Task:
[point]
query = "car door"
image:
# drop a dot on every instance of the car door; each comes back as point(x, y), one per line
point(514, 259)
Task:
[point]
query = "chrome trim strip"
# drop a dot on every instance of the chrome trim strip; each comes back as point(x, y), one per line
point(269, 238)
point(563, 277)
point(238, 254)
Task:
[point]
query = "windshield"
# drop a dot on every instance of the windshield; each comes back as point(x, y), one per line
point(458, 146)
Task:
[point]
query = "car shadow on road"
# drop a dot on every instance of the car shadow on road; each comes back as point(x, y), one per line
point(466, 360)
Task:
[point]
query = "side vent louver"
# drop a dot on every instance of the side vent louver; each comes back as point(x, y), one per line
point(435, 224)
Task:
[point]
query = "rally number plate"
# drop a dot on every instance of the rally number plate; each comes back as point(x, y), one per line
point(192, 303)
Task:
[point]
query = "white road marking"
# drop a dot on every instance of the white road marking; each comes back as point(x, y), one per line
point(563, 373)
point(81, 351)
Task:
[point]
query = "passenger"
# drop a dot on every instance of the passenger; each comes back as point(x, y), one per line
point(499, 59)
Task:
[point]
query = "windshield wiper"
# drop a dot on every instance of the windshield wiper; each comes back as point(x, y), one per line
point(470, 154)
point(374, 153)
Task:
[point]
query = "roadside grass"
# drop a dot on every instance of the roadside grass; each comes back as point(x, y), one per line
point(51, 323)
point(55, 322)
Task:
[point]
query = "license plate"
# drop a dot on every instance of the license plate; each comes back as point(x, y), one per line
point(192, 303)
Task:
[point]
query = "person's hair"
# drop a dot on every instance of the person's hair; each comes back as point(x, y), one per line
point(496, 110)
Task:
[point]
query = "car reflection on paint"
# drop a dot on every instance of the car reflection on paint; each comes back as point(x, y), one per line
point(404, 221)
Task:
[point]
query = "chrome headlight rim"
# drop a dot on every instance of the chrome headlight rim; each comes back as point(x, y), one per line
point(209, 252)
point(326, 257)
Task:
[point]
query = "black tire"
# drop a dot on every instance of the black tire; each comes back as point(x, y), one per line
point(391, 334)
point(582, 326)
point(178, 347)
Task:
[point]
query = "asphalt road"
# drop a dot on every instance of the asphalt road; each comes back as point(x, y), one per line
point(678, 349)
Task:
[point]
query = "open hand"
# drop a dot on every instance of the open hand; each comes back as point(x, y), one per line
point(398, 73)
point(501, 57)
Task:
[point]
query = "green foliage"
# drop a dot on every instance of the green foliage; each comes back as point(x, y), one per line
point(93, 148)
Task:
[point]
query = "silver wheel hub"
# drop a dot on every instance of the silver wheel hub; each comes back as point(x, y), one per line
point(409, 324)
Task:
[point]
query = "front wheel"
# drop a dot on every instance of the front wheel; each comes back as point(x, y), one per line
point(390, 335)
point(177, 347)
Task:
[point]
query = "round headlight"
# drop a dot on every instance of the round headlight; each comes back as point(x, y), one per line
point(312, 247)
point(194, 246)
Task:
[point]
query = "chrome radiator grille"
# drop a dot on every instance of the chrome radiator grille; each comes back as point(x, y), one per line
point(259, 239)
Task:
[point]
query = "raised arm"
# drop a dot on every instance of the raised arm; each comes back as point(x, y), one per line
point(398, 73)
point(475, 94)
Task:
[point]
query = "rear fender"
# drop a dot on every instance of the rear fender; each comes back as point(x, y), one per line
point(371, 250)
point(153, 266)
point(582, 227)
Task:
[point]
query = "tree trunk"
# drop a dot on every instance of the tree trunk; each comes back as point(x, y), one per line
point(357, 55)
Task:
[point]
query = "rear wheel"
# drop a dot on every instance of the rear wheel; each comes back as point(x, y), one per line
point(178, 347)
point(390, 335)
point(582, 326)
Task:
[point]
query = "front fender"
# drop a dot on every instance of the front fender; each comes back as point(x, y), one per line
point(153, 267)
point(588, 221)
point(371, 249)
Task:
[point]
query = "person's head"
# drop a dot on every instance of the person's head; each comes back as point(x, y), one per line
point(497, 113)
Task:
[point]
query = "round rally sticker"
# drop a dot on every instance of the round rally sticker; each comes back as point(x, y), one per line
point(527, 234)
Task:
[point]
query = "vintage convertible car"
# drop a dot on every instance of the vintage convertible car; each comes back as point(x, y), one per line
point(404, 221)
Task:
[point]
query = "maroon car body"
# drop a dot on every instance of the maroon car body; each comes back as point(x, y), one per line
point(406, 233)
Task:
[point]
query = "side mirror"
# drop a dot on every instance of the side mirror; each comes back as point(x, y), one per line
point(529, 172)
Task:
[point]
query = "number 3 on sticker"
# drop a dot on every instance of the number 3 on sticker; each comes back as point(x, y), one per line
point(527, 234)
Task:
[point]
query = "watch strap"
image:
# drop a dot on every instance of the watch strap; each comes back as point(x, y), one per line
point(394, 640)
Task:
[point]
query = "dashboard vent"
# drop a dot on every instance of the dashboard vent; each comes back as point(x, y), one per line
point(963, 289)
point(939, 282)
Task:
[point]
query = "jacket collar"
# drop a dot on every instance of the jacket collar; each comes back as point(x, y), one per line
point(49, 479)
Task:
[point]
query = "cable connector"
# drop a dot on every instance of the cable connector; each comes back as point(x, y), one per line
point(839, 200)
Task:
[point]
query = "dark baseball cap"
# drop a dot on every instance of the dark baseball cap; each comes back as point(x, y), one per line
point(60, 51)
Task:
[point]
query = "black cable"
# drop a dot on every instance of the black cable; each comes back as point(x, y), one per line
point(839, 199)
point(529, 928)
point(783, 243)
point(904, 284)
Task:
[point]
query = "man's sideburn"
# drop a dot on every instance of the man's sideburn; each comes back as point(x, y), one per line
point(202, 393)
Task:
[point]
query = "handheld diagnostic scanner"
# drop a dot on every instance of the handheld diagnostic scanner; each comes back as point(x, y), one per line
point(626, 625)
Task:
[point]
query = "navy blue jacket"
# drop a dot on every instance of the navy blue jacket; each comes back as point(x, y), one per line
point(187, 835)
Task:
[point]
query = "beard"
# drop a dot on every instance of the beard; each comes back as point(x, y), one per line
=======
#### INSTRUCTIONS TO FOLLOW
Count the lines in the records above that contain the string "grille". Reply with only the number.

#### RESPONSE BELOW
2